[WHAT IS EXPECTED]: The answer must be every line from the listing that holds the string "shirt".

[SOURCE DATA]:
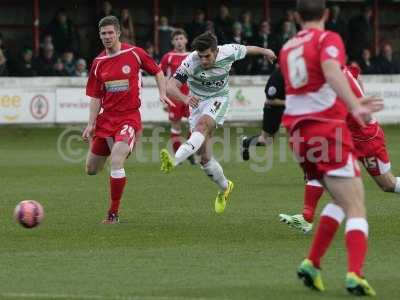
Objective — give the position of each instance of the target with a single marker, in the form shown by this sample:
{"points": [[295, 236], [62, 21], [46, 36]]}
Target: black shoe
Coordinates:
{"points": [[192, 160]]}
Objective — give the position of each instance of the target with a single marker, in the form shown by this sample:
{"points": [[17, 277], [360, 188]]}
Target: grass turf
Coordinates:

...

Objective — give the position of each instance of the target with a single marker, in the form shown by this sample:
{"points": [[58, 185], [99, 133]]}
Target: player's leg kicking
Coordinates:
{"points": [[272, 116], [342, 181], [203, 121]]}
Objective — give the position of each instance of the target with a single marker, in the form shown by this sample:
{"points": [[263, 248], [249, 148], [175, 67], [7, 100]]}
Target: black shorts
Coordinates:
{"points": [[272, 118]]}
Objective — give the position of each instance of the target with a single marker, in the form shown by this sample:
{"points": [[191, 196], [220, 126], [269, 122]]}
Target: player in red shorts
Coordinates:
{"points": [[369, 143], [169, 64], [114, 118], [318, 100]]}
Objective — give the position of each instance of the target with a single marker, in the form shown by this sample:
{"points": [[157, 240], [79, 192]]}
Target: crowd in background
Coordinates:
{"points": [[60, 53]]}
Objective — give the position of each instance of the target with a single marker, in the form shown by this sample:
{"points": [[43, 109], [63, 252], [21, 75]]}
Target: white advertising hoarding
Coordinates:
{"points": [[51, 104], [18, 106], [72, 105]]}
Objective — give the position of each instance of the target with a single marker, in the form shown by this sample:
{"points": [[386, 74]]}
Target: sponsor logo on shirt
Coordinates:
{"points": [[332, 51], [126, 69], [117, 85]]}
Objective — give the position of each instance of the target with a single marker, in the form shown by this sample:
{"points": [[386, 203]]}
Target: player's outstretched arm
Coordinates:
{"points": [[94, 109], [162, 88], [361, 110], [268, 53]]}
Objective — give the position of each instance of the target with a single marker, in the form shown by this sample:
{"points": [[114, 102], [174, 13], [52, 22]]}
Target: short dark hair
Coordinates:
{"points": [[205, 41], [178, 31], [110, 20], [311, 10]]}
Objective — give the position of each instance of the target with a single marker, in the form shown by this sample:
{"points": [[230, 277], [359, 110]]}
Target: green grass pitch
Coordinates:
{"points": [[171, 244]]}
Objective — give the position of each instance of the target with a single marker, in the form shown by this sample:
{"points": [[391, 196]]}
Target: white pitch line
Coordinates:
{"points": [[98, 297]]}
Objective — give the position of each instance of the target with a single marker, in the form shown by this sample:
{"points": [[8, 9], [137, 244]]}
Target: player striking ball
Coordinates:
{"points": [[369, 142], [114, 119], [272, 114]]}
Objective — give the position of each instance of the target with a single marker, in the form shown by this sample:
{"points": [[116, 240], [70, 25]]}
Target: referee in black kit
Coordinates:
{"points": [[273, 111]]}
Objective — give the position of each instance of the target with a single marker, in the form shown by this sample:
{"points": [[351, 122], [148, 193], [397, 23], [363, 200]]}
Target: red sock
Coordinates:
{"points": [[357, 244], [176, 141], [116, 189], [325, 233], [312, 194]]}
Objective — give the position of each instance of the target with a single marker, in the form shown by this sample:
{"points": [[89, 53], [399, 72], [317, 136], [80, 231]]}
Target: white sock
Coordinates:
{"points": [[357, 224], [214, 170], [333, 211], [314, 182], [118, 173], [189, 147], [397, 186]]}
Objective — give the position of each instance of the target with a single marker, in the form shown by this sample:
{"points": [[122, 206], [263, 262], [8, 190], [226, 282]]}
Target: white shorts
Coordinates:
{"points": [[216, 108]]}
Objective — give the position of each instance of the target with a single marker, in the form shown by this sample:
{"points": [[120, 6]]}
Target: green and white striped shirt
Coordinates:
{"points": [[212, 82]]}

[RESPONSE BOX]:
Target: sponsor logo on shirt
Target: green and white striped shirt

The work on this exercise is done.